ENTRIES PROVIDED ▸
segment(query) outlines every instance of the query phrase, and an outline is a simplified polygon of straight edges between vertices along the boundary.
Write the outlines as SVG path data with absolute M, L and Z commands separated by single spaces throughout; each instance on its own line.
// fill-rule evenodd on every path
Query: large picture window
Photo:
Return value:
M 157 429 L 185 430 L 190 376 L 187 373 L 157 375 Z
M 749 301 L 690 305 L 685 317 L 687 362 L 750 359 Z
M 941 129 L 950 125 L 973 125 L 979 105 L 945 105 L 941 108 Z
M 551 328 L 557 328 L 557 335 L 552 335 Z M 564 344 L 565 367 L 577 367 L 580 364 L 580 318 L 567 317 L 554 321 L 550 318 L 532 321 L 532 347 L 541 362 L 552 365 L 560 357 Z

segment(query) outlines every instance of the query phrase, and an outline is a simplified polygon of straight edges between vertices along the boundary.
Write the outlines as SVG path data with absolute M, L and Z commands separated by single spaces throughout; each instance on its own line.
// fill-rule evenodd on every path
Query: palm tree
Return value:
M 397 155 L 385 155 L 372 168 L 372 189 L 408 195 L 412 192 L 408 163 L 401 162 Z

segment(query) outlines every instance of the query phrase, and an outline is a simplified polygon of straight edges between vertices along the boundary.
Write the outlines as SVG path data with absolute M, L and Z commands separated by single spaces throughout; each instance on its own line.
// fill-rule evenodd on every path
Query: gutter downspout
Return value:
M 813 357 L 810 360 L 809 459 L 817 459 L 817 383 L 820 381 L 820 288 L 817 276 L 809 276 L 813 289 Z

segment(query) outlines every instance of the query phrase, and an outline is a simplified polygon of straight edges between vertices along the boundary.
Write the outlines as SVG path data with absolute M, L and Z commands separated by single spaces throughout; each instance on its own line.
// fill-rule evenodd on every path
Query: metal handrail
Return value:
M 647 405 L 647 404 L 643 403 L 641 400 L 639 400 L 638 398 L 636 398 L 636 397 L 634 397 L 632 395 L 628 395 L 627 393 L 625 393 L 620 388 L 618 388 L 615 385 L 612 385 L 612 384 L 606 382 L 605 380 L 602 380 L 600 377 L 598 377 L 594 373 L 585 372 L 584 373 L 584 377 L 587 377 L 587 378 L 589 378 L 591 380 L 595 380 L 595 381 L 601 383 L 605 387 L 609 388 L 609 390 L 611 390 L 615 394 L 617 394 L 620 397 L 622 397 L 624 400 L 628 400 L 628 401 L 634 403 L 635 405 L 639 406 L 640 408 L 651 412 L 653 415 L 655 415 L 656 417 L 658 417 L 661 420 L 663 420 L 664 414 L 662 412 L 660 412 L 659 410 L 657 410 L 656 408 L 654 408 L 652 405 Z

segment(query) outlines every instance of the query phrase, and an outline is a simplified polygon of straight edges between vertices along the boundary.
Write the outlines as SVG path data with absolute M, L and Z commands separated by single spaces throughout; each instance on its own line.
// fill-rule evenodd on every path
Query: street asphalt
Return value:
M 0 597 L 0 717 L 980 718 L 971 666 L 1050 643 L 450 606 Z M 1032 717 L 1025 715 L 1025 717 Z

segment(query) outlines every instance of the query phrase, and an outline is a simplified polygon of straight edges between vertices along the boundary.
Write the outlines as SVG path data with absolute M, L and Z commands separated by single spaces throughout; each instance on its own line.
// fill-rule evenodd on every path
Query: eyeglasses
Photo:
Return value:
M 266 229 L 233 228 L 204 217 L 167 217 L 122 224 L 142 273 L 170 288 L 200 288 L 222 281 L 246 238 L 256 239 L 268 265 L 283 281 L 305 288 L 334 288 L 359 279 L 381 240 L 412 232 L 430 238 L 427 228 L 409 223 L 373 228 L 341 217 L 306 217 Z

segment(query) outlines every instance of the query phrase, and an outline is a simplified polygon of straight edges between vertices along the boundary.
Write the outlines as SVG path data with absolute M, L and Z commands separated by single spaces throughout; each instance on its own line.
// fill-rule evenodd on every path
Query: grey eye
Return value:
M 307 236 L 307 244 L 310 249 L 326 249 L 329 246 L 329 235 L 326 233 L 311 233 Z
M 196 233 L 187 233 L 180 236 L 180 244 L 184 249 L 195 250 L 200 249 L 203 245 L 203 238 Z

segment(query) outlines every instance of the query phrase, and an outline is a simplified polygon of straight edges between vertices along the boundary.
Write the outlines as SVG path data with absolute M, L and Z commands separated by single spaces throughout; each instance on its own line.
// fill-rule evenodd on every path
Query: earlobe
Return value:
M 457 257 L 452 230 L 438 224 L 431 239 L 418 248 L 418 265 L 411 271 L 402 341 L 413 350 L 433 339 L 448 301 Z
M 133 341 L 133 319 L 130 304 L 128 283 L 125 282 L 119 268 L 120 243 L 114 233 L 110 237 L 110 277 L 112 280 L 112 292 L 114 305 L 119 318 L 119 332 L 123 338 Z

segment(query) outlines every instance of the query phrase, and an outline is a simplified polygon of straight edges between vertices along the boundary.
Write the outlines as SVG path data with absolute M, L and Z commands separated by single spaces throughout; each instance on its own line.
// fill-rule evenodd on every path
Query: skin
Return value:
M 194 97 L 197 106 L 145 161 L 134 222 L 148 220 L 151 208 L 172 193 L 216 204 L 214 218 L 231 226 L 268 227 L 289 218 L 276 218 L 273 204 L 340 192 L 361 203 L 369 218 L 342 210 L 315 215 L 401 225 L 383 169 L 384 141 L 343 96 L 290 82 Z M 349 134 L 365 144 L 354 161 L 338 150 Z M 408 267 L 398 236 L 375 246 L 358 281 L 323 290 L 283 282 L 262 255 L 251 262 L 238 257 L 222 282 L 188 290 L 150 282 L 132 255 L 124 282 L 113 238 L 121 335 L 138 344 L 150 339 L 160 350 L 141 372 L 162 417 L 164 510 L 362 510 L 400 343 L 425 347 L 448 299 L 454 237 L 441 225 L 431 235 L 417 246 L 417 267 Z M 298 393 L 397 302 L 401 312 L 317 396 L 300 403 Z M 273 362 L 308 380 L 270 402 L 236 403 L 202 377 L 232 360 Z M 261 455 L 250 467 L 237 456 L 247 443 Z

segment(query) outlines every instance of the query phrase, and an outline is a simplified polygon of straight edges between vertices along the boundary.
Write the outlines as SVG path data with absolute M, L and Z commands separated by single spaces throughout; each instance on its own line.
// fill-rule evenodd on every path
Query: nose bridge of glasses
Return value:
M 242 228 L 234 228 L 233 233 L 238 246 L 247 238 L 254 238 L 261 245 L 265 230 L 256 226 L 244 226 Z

PROBLEM ▸
The entire listing needs to be output again, exactly, please.

RESULT BELOW ▸
segment(query) outlines every instance of the query phrase, and an outline is a simplified polygon of straight edges between vertices along the boundary.
Write the outlines as SVG path data with absolute M, L and Z commands separated by single spaces throughout; each instance on its own line.
// fill-rule evenodd on every path
Query: large picture window
Photo:
Return value:
M 157 429 L 185 430 L 190 376 L 187 373 L 157 375 Z
M 749 301 L 690 305 L 685 317 L 687 362 L 750 359 Z
M 941 129 L 950 125 L 973 125 L 979 105 L 945 105 L 941 108 Z
M 551 328 L 557 328 L 557 335 L 552 335 Z M 564 344 L 565 367 L 577 367 L 580 364 L 580 318 L 567 317 L 554 321 L 550 318 L 532 321 L 532 347 L 541 362 L 552 365 L 560 357 Z

segment(query) outlines every instance of the query phrase, and an outline is a simplified polygon of straight edges between vertices along the boundary.
Write the outlines as SVG path data with absolute M, L and Z commands separated by single spaces throughout; each instance on its own line.
// fill-rule evenodd on every path
Query: palm tree
Return value:
M 397 155 L 385 155 L 372 168 L 372 189 L 408 195 L 412 192 L 408 163 L 401 162 Z

segment(query) outlines every instance of the query phrase, and an outline is a simplified polygon of straight edges between vertices along the boundary.
Write the outlines as SVG path data with absolute M, L and Z commands separated by single spaces throughout; each instance on its own line.
// fill-rule evenodd on every path
Query: gutter downspout
Return value:
M 813 357 L 810 360 L 809 459 L 817 459 L 817 383 L 820 381 L 820 288 L 817 276 L 809 276 L 813 289 Z

segment(query) outlines every instance of the query phrase, and an outline is a simplified polygon of straight edges between vertices along the boundary.
Write the outlines as SVG path data with absolute M, L and Z commands separated by single spaces throughout; each instance on its own line.
// fill-rule evenodd on every path
Query: metal handrail
Return value:
M 647 405 L 647 404 L 643 403 L 641 400 L 639 400 L 638 398 L 636 398 L 636 397 L 634 397 L 632 395 L 628 395 L 627 393 L 625 393 L 620 388 L 618 388 L 615 385 L 612 385 L 612 384 L 606 382 L 605 380 L 602 380 L 600 377 L 598 377 L 594 373 L 585 372 L 584 373 L 584 377 L 587 377 L 587 378 L 589 378 L 591 380 L 595 380 L 595 381 L 601 383 L 605 387 L 609 388 L 609 390 L 611 390 L 615 394 L 617 394 L 620 397 L 622 397 L 624 400 L 628 400 L 628 401 L 634 403 L 635 405 L 639 406 L 640 408 L 651 412 L 653 415 L 655 415 L 656 417 L 658 417 L 661 420 L 663 420 L 664 414 L 662 412 L 660 412 L 659 410 L 657 410 L 656 408 L 654 408 L 652 405 Z

segment(query) outlines every instance of the query phrase, and an outline is a simplified polygon of straight edges between vertices along the boundary.
Write the outlines as SVG path data with absolute M, L and Z commands separated by single spaces throughout; each instance on its own line.
// fill-rule evenodd on every path
Query: street asphalt
Return value:
M 0 597 L 0 717 L 980 718 L 971 666 L 1050 643 L 450 606 Z M 1032 717 L 1025 715 L 1025 717 Z

segment(query) outlines every instance of the query phrase, and an outline is a simplified polygon of straight edges between vertices along the boundary.
Write the outlines as SVG path data with absolute M, L and Z commands separated by single spaces throughout; each instance on its own line.
// fill-rule evenodd on every path
Query: eyeglasses
Photo:
Return value:
M 266 229 L 233 228 L 204 217 L 167 217 L 122 224 L 142 273 L 170 288 L 200 288 L 222 281 L 246 238 L 256 239 L 268 265 L 283 281 L 305 288 L 334 288 L 359 279 L 381 240 L 412 232 L 430 238 L 427 228 L 409 223 L 373 228 L 341 217 L 306 217 Z

segment(query) outlines every instance of the query phrase, and an outline is a simplified polygon of straight edges between vertices along the boundary.
Write the outlines as SVG path data with absolute M, L and Z commands separated by single spaces throughout; each instance on its own line.
// fill-rule evenodd on every path
Query: grey eye
Return value:
M 307 236 L 307 244 L 310 249 L 326 249 L 329 246 L 329 235 L 326 233 L 311 233 Z
M 196 233 L 187 233 L 180 236 L 180 244 L 184 249 L 195 250 L 200 249 L 203 245 L 203 238 Z

segment(query) outlines every instance of the query phrase, and an outline is a simplified polygon of straight edges between vertices along the boundary.
Write the outlines as SVG path data with absolute M, L and Z commands separated by single spaces throughout; each instance on its own line.
// fill-rule evenodd on every path
Query: earlobe
Return value:
M 457 257 L 452 230 L 438 224 L 431 239 L 418 248 L 418 265 L 411 271 L 402 341 L 413 350 L 433 339 L 448 301 Z
M 133 341 L 133 319 L 130 304 L 128 283 L 125 282 L 119 268 L 120 243 L 114 233 L 110 237 L 110 277 L 112 280 L 112 292 L 114 305 L 119 318 L 119 332 L 123 338 Z

segment(query) outlines every instance of the query phrase, and an outline is a simplified polygon of straight edges between vertices along the boundary.
Write the outlines as SVG path data with absolute M, L and Z commands separated by single spaces throughout; each instance on its own line.
// fill-rule evenodd on every path
Query: skin
Return value:
M 194 97 L 197 106 L 145 161 L 134 222 L 148 220 L 151 208 L 172 193 L 216 204 L 214 218 L 231 226 L 268 227 L 289 218 L 276 218 L 273 204 L 340 192 L 361 203 L 369 218 L 342 210 L 315 215 L 401 225 L 383 169 L 384 141 L 343 96 L 290 82 Z M 349 134 L 365 144 L 354 161 L 338 150 Z M 408 267 L 398 236 L 375 246 L 358 281 L 323 290 L 283 282 L 262 255 L 251 262 L 238 257 L 222 282 L 188 290 L 150 282 L 132 255 L 124 282 L 113 238 L 121 335 L 138 344 L 150 339 L 160 350 L 141 372 L 162 417 L 164 510 L 362 510 L 400 343 L 425 347 L 448 299 L 454 237 L 441 225 L 431 235 L 417 246 L 417 267 Z M 298 393 L 397 302 L 401 312 L 317 396 L 300 403 Z M 273 362 L 308 380 L 270 402 L 236 403 L 202 377 L 232 360 Z M 261 455 L 250 467 L 237 456 L 247 443 Z

segment(query) outlines every instance of the query phrase, and an outline is a simplified polygon of straight edges between vertices along the boundary.
Write the outlines as SVG path data with absolute M, L and Z commands separated by single spaces throughout; each instance on its own line.
// fill-rule evenodd on every path
Query: nose bridge of glasses
Return value:
M 242 228 L 234 228 L 233 233 L 238 246 L 247 238 L 254 238 L 261 245 L 265 230 L 256 226 L 244 226 Z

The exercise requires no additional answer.